══ RECORDED INFORMATION ══

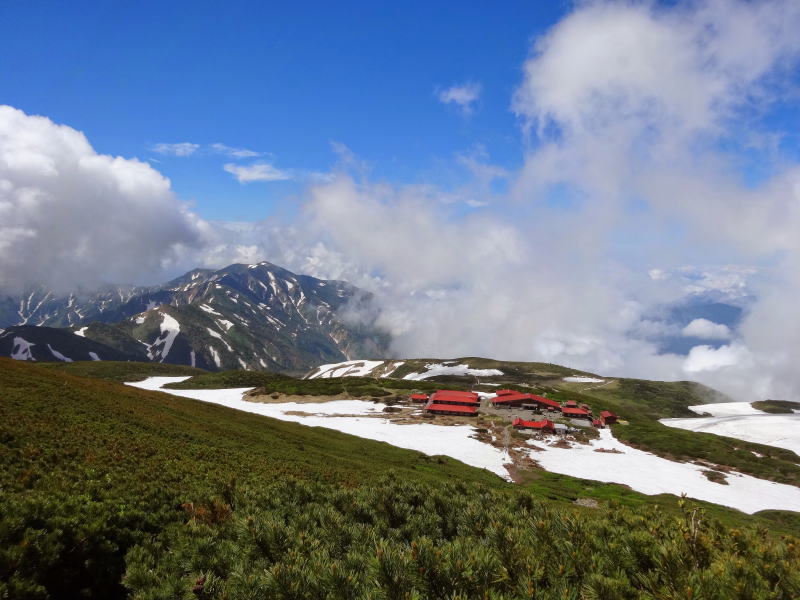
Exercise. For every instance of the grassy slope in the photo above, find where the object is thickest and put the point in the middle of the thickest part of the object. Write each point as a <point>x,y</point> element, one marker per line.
<point>777,407</point>
<point>273,382</point>
<point>558,488</point>
<point>89,468</point>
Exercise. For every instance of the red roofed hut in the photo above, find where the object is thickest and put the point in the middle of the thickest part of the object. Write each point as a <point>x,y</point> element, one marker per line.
<point>543,402</point>
<point>545,425</point>
<point>451,409</point>
<point>608,417</point>
<point>457,398</point>
<point>575,413</point>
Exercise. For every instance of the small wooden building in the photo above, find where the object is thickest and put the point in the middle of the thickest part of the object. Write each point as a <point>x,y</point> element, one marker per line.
<point>456,398</point>
<point>509,400</point>
<point>451,409</point>
<point>575,413</point>
<point>608,417</point>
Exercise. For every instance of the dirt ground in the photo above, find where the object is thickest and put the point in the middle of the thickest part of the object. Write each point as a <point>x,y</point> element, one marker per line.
<point>492,425</point>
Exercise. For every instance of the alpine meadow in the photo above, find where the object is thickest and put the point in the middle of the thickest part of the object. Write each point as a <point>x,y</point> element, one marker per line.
<point>416,301</point>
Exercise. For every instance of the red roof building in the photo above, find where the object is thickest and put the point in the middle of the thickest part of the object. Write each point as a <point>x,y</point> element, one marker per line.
<point>575,413</point>
<point>608,417</point>
<point>544,402</point>
<point>457,393</point>
<point>541,425</point>
<point>451,409</point>
<point>509,400</point>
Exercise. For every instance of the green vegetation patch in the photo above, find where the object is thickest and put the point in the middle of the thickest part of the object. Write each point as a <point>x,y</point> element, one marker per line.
<point>109,491</point>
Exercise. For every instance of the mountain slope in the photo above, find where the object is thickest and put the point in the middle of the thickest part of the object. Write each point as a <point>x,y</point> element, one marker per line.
<point>50,344</point>
<point>114,492</point>
<point>259,317</point>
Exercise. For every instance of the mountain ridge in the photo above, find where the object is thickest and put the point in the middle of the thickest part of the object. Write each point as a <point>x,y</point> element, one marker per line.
<point>259,316</point>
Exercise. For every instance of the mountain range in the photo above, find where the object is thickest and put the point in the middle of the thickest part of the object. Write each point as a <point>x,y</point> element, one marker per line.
<point>256,317</point>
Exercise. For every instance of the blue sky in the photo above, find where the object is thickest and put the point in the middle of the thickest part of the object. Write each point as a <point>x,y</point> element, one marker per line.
<point>285,80</point>
<point>663,141</point>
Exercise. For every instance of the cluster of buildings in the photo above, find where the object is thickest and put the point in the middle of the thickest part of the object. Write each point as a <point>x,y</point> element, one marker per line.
<point>452,402</point>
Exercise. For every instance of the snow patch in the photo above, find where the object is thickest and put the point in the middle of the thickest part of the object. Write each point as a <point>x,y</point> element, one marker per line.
<point>170,328</point>
<point>21,349</point>
<point>727,409</point>
<point>781,431</point>
<point>213,333</point>
<point>351,368</point>
<point>454,441</point>
<point>208,309</point>
<point>225,323</point>
<point>434,370</point>
<point>215,356</point>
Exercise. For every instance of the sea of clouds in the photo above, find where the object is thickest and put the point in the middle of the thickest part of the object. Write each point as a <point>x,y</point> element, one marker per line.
<point>636,117</point>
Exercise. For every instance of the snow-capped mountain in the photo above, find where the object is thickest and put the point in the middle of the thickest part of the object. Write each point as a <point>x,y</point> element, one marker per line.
<point>243,316</point>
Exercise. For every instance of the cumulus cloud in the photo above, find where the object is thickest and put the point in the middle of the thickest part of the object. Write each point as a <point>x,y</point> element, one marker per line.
<point>70,217</point>
<point>234,152</point>
<point>258,171</point>
<point>634,109</point>
<point>706,330</point>
<point>464,96</point>
<point>180,149</point>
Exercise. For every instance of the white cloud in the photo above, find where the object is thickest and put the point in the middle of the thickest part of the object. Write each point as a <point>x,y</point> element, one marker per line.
<point>706,330</point>
<point>234,152</point>
<point>706,358</point>
<point>464,96</point>
<point>259,171</point>
<point>181,149</point>
<point>70,217</point>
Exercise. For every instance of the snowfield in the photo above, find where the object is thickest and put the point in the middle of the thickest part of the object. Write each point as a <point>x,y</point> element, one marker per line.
<point>578,379</point>
<point>452,441</point>
<point>651,474</point>
<point>21,349</point>
<point>351,368</point>
<point>434,370</point>
<point>781,431</point>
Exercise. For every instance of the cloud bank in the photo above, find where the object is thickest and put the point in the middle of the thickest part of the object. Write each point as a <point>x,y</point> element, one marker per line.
<point>70,217</point>
<point>464,96</point>
<point>638,117</point>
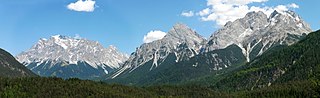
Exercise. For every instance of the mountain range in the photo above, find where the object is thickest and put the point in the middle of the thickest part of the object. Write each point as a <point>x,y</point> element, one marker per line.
<point>68,57</point>
<point>190,56</point>
<point>180,56</point>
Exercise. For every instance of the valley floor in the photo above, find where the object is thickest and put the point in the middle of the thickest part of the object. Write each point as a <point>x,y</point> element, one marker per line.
<point>56,87</point>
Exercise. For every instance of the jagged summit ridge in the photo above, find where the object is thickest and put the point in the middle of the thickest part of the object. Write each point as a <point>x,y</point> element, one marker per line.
<point>157,51</point>
<point>257,29</point>
<point>58,49</point>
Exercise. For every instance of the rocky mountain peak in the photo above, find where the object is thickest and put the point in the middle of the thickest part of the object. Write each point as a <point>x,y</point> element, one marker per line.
<point>256,29</point>
<point>158,51</point>
<point>71,51</point>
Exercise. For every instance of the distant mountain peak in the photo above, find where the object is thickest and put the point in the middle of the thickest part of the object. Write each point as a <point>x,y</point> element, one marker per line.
<point>68,50</point>
<point>257,28</point>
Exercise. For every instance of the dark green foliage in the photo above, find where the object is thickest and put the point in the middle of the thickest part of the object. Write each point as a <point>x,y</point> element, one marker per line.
<point>57,87</point>
<point>171,72</point>
<point>297,62</point>
<point>31,87</point>
<point>10,67</point>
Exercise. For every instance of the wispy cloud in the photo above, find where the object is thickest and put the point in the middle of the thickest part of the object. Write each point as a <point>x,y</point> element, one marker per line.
<point>222,11</point>
<point>153,36</point>
<point>187,14</point>
<point>82,6</point>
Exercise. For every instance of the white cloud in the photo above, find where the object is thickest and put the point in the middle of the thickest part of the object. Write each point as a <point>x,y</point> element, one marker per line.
<point>222,11</point>
<point>153,35</point>
<point>187,14</point>
<point>82,6</point>
<point>293,5</point>
<point>204,12</point>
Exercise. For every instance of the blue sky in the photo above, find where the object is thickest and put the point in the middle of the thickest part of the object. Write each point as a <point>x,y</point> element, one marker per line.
<point>122,23</point>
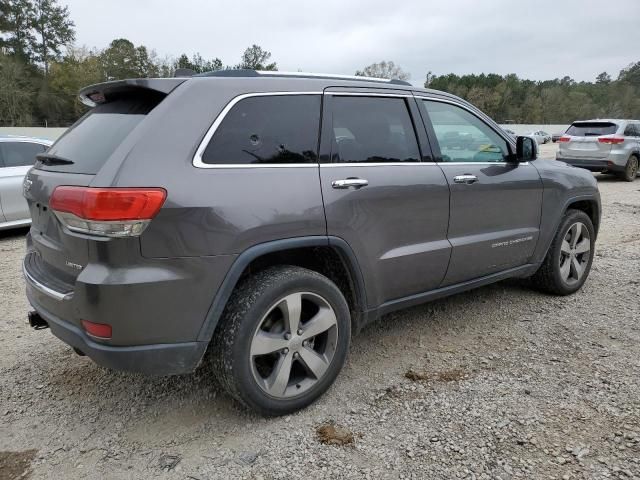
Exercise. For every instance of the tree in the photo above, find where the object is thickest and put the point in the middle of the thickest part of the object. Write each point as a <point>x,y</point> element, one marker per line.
<point>54,30</point>
<point>79,67</point>
<point>16,25</point>
<point>255,58</point>
<point>384,69</point>
<point>198,64</point>
<point>631,74</point>
<point>122,59</point>
<point>603,78</point>
<point>16,93</point>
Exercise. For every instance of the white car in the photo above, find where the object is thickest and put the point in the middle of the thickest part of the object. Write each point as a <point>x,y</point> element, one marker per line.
<point>17,156</point>
<point>540,136</point>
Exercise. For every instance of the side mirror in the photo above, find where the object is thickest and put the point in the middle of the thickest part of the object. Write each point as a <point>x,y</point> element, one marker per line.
<point>526,149</point>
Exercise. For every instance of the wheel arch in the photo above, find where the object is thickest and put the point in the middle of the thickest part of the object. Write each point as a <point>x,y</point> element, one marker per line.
<point>330,256</point>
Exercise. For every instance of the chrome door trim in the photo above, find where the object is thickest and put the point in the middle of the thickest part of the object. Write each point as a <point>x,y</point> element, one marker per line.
<point>197,158</point>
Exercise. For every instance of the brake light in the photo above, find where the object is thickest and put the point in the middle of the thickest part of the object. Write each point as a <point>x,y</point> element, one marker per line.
<point>112,212</point>
<point>98,330</point>
<point>611,140</point>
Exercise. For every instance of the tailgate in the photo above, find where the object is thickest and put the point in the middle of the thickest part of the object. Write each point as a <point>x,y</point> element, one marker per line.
<point>55,257</point>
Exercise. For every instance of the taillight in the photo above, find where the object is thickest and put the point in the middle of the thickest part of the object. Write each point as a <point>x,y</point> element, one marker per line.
<point>111,212</point>
<point>611,140</point>
<point>98,330</point>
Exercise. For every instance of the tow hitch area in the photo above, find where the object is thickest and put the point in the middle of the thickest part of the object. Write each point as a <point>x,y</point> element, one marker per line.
<point>36,321</point>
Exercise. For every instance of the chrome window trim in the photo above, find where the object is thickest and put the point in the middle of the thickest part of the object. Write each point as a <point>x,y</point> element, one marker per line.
<point>402,164</point>
<point>197,158</point>
<point>377,164</point>
<point>369,94</point>
<point>328,76</point>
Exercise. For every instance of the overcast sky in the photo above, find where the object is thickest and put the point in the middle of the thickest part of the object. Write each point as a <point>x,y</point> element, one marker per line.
<point>536,39</point>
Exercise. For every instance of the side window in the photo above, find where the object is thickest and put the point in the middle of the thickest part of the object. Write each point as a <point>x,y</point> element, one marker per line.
<point>630,130</point>
<point>463,137</point>
<point>373,129</point>
<point>20,154</point>
<point>267,130</point>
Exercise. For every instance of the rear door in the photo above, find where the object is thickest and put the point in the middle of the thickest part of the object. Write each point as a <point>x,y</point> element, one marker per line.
<point>582,140</point>
<point>382,192</point>
<point>16,158</point>
<point>495,204</point>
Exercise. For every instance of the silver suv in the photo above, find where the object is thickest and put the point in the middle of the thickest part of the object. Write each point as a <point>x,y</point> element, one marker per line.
<point>611,146</point>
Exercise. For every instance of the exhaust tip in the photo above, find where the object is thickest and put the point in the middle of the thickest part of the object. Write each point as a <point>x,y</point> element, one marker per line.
<point>36,321</point>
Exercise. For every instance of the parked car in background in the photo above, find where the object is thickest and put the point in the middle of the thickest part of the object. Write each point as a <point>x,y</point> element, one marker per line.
<point>17,156</point>
<point>289,213</point>
<point>540,136</point>
<point>611,146</point>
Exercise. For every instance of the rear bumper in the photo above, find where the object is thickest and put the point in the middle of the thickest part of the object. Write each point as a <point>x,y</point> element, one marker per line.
<point>158,359</point>
<point>592,165</point>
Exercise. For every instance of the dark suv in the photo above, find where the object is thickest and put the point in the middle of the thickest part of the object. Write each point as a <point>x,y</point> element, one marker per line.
<point>263,218</point>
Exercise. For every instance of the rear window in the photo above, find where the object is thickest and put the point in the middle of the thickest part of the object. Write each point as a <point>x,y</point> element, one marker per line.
<point>94,138</point>
<point>592,129</point>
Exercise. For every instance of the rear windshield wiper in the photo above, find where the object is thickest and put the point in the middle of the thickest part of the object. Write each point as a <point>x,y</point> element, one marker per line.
<point>51,159</point>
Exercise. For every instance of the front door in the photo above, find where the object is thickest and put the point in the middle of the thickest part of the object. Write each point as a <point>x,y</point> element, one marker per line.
<point>495,202</point>
<point>382,192</point>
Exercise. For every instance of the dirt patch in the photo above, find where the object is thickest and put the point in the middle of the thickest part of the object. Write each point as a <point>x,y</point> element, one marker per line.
<point>453,375</point>
<point>16,465</point>
<point>331,434</point>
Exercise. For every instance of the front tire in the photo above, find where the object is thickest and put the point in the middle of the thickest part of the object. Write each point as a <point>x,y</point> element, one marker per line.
<point>568,261</point>
<point>282,340</point>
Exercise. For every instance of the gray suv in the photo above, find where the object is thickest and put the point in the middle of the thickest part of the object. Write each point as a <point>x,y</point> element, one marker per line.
<point>611,146</point>
<point>255,221</point>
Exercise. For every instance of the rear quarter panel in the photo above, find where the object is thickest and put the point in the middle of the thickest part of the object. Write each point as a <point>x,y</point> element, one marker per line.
<point>562,186</point>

═══

◆ WHAT IS EXPECTED ◆
Rescale the point coordinates in the answers of the data from the line with "Exercise. For every instance of the side window" to the line with "<point>495,204</point>", both included, by multiplying each by 1.05 and rounding to whole numbers, halves up. Give all those lines again, requests included, with the requests unchanged.

◆ COMPLETED TASK ◆
Exercise. For every instance of the side window in the photo above, find where the object is thickest and put the point in the middle of the thickest part of the object. Write each point as a <point>x,y</point> element, one marker per line.
<point>662,137</point>
<point>486,144</point>
<point>392,135</point>
<point>21,162</point>
<point>280,137</point>
Exercise. For every instance of the rear door in the photo above, find where the object is thickest and put the point in the middle of the thickest part of the object. Write each point as a <point>x,y</point> element, one marker per line.
<point>611,147</point>
<point>401,202</point>
<point>17,166</point>
<point>520,214</point>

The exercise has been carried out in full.